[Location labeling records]
····················

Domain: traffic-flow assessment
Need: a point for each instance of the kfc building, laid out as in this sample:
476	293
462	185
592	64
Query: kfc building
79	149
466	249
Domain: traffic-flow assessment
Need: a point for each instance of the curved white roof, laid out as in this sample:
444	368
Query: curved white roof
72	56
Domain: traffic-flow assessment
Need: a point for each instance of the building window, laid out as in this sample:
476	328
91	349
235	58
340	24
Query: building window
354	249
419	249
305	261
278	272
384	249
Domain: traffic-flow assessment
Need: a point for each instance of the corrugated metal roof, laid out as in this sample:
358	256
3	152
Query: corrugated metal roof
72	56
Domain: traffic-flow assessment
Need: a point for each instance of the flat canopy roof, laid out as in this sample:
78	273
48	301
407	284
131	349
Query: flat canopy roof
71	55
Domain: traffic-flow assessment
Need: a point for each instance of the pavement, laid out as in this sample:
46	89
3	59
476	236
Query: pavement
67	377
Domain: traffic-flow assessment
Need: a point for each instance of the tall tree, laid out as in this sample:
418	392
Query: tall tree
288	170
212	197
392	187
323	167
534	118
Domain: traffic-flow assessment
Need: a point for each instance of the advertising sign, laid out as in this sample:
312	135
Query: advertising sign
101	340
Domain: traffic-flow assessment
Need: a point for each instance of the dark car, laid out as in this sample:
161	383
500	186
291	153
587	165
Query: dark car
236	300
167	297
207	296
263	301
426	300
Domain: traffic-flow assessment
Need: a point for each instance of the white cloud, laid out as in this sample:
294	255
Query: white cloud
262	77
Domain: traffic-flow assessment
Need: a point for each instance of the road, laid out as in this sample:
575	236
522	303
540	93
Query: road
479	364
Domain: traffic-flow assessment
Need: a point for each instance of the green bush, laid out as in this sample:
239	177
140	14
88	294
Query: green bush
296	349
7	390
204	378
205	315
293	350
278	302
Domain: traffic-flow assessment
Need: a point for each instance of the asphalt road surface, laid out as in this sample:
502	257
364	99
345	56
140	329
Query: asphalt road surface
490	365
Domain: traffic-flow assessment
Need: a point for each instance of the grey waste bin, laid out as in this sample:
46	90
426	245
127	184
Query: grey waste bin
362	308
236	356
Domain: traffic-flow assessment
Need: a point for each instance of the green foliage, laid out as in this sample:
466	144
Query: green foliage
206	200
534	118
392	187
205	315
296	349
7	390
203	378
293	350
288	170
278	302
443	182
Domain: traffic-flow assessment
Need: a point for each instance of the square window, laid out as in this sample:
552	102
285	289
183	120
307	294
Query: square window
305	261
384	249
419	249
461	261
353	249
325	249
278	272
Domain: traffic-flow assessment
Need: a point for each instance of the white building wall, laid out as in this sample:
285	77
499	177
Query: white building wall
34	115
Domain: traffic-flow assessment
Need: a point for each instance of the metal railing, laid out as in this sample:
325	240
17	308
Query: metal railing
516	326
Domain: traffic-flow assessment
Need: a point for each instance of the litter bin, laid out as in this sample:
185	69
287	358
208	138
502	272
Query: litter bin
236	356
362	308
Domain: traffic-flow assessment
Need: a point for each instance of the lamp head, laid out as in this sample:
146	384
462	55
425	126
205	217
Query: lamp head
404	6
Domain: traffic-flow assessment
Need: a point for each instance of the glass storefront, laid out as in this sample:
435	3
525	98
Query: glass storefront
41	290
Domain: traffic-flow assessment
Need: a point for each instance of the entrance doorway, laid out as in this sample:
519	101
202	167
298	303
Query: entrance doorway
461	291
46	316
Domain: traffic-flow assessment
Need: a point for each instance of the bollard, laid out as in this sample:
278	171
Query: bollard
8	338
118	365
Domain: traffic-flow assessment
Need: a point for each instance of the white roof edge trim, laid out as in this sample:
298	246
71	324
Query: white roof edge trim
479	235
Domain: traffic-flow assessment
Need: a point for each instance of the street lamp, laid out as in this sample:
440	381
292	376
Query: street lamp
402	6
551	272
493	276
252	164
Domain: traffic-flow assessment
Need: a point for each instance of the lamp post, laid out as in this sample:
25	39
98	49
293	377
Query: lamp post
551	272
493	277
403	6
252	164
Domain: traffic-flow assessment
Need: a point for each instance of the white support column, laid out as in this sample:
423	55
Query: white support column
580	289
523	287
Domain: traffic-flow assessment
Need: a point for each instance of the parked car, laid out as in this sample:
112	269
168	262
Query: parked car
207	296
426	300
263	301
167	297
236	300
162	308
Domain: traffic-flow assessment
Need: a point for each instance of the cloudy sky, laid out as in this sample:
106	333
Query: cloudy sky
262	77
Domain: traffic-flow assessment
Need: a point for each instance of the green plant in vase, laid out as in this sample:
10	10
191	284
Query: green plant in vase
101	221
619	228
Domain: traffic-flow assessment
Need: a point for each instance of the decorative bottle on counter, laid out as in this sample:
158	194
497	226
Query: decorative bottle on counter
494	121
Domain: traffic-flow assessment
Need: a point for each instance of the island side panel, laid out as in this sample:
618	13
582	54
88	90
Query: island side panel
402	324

····················

# Written problem:
Send back every record, precisely as written.

# Answer to this problem:
Domain: traffic-flow assessment
Need: a point for each instance of the kfc building, laid out as in this sample:
476	293
462	185
592	64
Query: kfc building
79	149
466	249
Domain: traffic-flow assessment
Need: a point for each instance of the curved white roof, laid out as in this sample:
444	368
Query: curved white roof
72	56
Domain: traffic-flow assessment
Need: a point for each instance of the building window, laid out as in this sample:
476	328
91	349
235	58
340	24
Query: building window
354	249
419	249
305	261
278	272
384	249
Domain: traffic-flow assessment
Need: a point for each instance of the corrugated metal roof, laid out as in this sample:
358	256
3	152
Query: corrugated metal roof
72	56
Domain: traffic-flow assessment
Need: a point for each instance of the flat canopy roof, laid out as in this sample:
78	273
48	301
407	284
131	349
Query: flat canopy roof
71	55
Domain: traffic-flow assessment
Need: a point for each instance of the pavement, laid out as in this sample:
46	89
3	59
476	236
Query: pavement
67	377
Domain: traffic-flow assessment
Need: a point for each instance of the tall tree, laid out as in this sample:
418	392
Query: tall tree
288	170
212	197
392	187
323	167
534	118
Domain: traffic-flow assessment
Need: a point for each instance of the advertising sign, laid out as in this sample:
312	135
Query: advertising sign
101	340
Domain: traffic-flow assessment
Need: a point for each instance of the dark car, laid out as in this sample:
161	383
500	186
291	153
587	165
Query: dark car
236	300
167	297
207	296
263	301
426	300
Domain: traffic-flow assessment
Need: a point for each instance of the white cloud, laid out as in this sample:
294	255
Query: white cloud
262	77
Domain: traffic-flow assessment
Need: a point for each instance of the road, laid out as in this sample:
575	236
522	303
540	93
Query: road
479	364
Domain: traffic-flow assessment
Need: a point for each instance of the green bush, laid out as in this sample:
239	177
140	14
88	294
Query: green bush
296	349
7	390
204	378
205	315
293	350
278	302
Domain: traffic-flow assessment
Need: a point for each instance of the asphalt road surface, laid out as in this sample:
502	257
364	99
345	56
140	329
Query: asphalt road surface
490	365
Domain: traffic-flow assessment
Need: a point for each instance of the grey waste bin, laid out as in this sample:
46	90
426	245
127	184
Query: grey waste bin
362	308
236	356
Domain: traffic-flow assessment
Need: a point for each instance of the green foliage, laid out as in this sample:
466	144
Query: green foliage
206	200
534	118
392	187
205	315
296	349
7	390
203	378
293	350
288	170
278	302
443	182
Domain: traffic-flow assessment
Need: a point for each instance of the square window, laid out as in this sample:
552	102
285	289
183	120
307	294
Query: square window
305	261
384	249
419	249
461	261
353	249
325	249
278	272
Domain: traffic-flow assessment
Need: a point for each instance of the white building wall, laid out as in this sample:
285	77
499	177
Query: white building wall
34	115
Domain: traffic-flow assessment
Need: a point for each instance of the metal railing, laid out as in this sample:
325	240
17	308
Query: metal railing
516	326
Domain: traffic-flow assessment
Need: a point for each instance of the litter bin, laid out as in this sample:
185	69
287	358
208	138
502	272
Query: litter bin
236	356
362	308
Domain: traffic-flow assessment
Need: a point for each instance of the lamp head, laid out as in this sample:
146	384
462	55
425	126
205	217
Query: lamp head
404	6
Domain: traffic-flow assessment
Need: a point for each instance of the glass storefront, laid out as in this sample:
435	3
525	98
Query: glass storefront
41	290
Domain: traffic-flow assessment
Need: a point for each instance of the entrance doorway, laid out as in this sample:
519	101
202	167
298	303
Query: entrance doorway
461	291
46	316
Domain: traffic-flow assessment
Need: a point for each instance of the bollard, laid out as in this sample:
278	171
Query: bollard
8	338
118	365
Domain: traffic-flow assessment
Need: a point for each instance of the white roof edge trim, laid out as in this sample:
298	246
71	324
Query: white roof edge trim
479	235
Domain: traffic-flow assessment
Need: a point for each instance of the street lamp, laid out as in this sample:
440	381
292	376
Query: street lamp
402	6
551	272
493	276
252	164
Domain: traffic-flow assessment
Need: a point for each instance of the lamp post, laid out as in this sample:
25	39
98	49
293	377
Query: lamp post
551	272
493	277
403	6
252	164
Domain: traffic-flow assessment
Need: a point for each instance of the white support column, laid out as in this sample:
423	55
Query: white support column
580	289
523	287
Domain: traffic-flow assessment
Need: a point for each instance of the parked car, laid out as in this sample:
112	269
168	262
Query: parked car
207	296
426	300
263	301
167	297
236	300
162	308
Domain: traffic-flow assessment
Need: a point for each instance of the cloudy sky, laid out as in this sample:
106	333
Query: cloudy sky
262	77
Domain: traffic-flow assessment
Need: a point for each instance of the green plant in vase, laid out as in this sample:
10	10
191	284
Query: green plant in vase
101	221
619	228
Domain: traffic-flow assessment
Need: a point for each instance of the decorative bottle on counter, laid out as in this sample:
158	194
497	226
Query: decorative bottle on counter
494	121
Domain: traffic-flow assessment
Need: a point for each instance of the island side panel, laid out as in this sample:
618	13
582	54
88	90
Query: island side panel
402	324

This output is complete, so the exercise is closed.